_RECORDS TO USE_.
╭──

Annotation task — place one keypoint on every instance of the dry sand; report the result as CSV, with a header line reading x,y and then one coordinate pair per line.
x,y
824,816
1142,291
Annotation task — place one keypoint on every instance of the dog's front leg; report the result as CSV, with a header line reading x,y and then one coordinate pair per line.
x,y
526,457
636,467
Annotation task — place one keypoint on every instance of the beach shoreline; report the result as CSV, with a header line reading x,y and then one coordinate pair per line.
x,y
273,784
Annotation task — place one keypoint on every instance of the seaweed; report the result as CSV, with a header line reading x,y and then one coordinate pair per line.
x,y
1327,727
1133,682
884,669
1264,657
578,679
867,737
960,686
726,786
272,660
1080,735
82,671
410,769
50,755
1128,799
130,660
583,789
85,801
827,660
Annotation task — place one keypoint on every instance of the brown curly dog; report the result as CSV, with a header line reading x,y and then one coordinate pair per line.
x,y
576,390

╰──

_EXERCISE REQUIREMENTS_. Begin at the line of the records that has "of the seaweed;" and stop after the last line of the records, writing those lines out again with "marker" substituted for "keypoint" and nothing else changed.

_EXPECTED ANSWER_.
Annotation task — place one marker on every instance of the seaweed; report the result as CSV, with a header line reading x,y and then one coordinate pair per line.
x,y
1327,727
1133,682
884,669
1264,657
578,679
867,737
960,686
726,786
272,660
1080,735
82,671
410,769
50,755
1128,799
130,660
583,789
85,801
827,660
Annotation task — place one marker on every instance of the brown curly dog; report the result as CSV, with a header line reading x,y and then one coordinate pair per line.
x,y
576,390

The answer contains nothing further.